Stored data
Content starts

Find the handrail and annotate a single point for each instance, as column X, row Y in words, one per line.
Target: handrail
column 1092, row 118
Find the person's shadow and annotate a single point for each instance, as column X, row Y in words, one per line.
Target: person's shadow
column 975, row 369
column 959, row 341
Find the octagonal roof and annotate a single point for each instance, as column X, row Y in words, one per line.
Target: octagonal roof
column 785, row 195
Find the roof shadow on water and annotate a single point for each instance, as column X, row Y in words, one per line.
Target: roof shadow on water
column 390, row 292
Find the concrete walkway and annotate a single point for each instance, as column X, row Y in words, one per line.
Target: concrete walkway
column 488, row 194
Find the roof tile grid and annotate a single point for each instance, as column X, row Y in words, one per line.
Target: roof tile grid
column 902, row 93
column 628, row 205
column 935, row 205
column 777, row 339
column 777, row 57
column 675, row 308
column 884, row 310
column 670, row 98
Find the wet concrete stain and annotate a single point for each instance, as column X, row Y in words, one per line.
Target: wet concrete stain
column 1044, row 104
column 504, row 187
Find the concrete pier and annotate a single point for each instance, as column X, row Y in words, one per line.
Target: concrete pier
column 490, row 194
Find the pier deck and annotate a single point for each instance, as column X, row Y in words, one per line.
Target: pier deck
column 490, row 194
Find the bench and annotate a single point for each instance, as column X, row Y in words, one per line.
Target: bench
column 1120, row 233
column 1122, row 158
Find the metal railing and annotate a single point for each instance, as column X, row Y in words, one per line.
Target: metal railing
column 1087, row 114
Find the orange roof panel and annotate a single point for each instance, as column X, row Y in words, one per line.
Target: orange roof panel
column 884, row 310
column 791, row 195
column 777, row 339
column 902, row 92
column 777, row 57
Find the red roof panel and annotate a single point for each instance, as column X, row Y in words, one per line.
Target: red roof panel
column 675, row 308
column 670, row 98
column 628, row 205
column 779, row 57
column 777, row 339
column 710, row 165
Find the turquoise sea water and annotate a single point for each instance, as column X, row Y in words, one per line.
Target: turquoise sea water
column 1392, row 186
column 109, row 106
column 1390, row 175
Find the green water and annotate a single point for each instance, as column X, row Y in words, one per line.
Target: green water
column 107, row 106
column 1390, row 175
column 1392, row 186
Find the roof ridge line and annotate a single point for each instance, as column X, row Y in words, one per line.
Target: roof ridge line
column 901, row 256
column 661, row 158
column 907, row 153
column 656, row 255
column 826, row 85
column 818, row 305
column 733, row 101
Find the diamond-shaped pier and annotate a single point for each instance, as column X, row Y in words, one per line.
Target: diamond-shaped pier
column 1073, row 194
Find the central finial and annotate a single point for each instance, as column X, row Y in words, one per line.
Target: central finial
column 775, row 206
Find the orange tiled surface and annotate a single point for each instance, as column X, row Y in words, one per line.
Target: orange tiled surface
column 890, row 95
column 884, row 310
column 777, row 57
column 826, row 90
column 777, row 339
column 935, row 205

Content ends

→ **What you should do**
Your job is to restate all of the data word for word.

→ **Output of the task**
Find the handrail and annotate a single point for each instance, as column X, row Y in words, one per line.
Target: handrail
column 1092, row 118
Find the person's shadow and annotate a single point for each instance, as column X, row Y in words, one per line.
Target: person's shadow
column 975, row 369
column 959, row 341
Find the octagonal roof and annotate a single point for each instance, as column X, row Y in words, one per line.
Target: octagonal roof
column 785, row 195
Find the roof shadow on water and annotate a single point for each instance, as column X, row Y in words, one per line.
Target: roof shadow on water
column 390, row 292
Find the concrete walkway and annotate a single point for each instance, as column X, row Y in words, one per line.
Target: concrete walkway
column 488, row 194
Find the roof tile grid and annotate a single point for each instance, as column X, row Y in words, one per line.
Target: roof tile grid
column 902, row 93
column 628, row 205
column 935, row 205
column 777, row 339
column 777, row 57
column 675, row 308
column 884, row 310
column 670, row 98
Find the wet concrete stain and annotate a single point for each instance, as column X, row Y in words, one per line.
Target: wet concrete stain
column 1044, row 104
column 504, row 187
Find the concrete pier and annotate a single point for each instance, as column X, row Y in words, one per line.
Target: concrete pier
column 490, row 194
Find the pier deck and annotate a single point for each instance, as column X, row Y in words, one per line.
Target: pier deck
column 490, row 194
Find the bench and annotate a single point for each instance, as column X, row Y in words, one per line.
Target: bench
column 1120, row 233
column 1122, row 158
Find the metal railing and annotate a single point for each instance, as column X, row Y in words, one per line.
Target: metal railing
column 1087, row 114
Find the orange roof panel and annotate a single point for each instance, as column X, row Y in words, one per line.
Target: orange roof panel
column 884, row 310
column 791, row 195
column 777, row 339
column 902, row 92
column 777, row 57
Find the red roof panel and annotate a single point for each instance, as column X, row Y in words, one per line.
Target: red roof panel
column 675, row 308
column 670, row 98
column 628, row 205
column 779, row 57
column 777, row 339
column 710, row 165
Find the turquoise sea water and annotate a single point for each instance, as column X, row Y in words, one per line.
Target: turquoise sea water
column 1392, row 186
column 109, row 106
column 1390, row 175
Find the green water and annotate a single point for each instance, as column X, row Y in words, one per line.
Target: green water
column 107, row 106
column 1390, row 175
column 1392, row 186
Find the roof ridge line and annotate a single point for each instance, as column X, row Y in words, one per line.
Target: roof ridge line
column 901, row 256
column 661, row 158
column 907, row 153
column 656, row 255
column 826, row 85
column 818, row 305
column 733, row 101
Find the diamond-shaped pier and annotate a single point for each instance, as column X, row Y in words, one per line.
Target: diamond-shaped pier
column 1073, row 194
Find the central finial and annotate a single point for each instance, as column X, row Y in words, one per line.
Target: central finial
column 775, row 206
Find the orange tiled surface and annotate a single point for each instance, as column X, row Y in words, one per line.
Target: orange tiled surface
column 890, row 95
column 884, row 310
column 777, row 57
column 826, row 90
column 777, row 339
column 935, row 205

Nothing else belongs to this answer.